*Consigne*
Réécrivez le passage de l'extrait qui commence par les mots « La tempête soulevée » et s'achève sur « un tour d’horizon. », en substituant « crise » à « tempête ».

*Extrait*
La tempête soulevée par la rupture de Bruxelles s’est apaisée. Il ne faudrait pas pour cela conclure à un événement passager. Les répercussions en seront durables, profondes, et les relations entre Occidentaux modifiées sans retour. L’équilibre se rétablira un jour. Il le sera sur d’autres bases qu’hier. Le moment est donc venu de faire un tour d’horizon.

 

Les Répercussions aux Etats-Unis

Etats-Unis d’abord. La déception du gouvernement est vive, et Kennedy ne l’a pas dissimulée, mais il s’est gardé de toute polémique à l’égard de la France. Il a pris soin, au contraire, de montrer ce que ses propositions avaient de raisonnable et de laisser la porte ouverte à une formule nouvelle qui accommoderait tout le monde. L’opinion, par contre, et le Congrès n’ont pas observé cette réserve diplomatique et les vieil isolationnisme qui sommeille au cœur des Américains s’est réveillé et donné libre cours. Le Sénateur Morse l’a exprimé ainsi :

« Les forces américaines doivent être rapatriées, si elles ne sont pas jugées nécessaires ; les Etats-Unis en ont assez du chantage et des pressions de leurs alliés. Nous avons dépensé pour l’Europe 41 milliards de dollars, ç’en est assez. Qu’ils s’occupent seuls de Berlin et s’ils ne veulent pas de nos bases, qu’ils nous les rendent, nous nous ferons une raison, etc. »

*Échantillon de données*
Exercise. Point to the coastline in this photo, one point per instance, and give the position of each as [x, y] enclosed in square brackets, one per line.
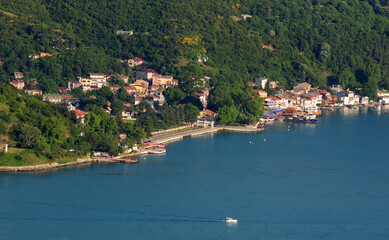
[165, 138]
[162, 138]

*Corrigé*
La crise soulevée par la rupture de Bruxelles s’est apaisée. Il ne faudrait pas pour cela conclure à un événement passager. Les répercussions en seront durables, profondes, et les relations entre Occidentaux modifiées sans retour. L’équilibre se rétablira un jour. Il le sera sur d’autres bases qu’hier. Le moment est donc venu de faire un tour d’horizon.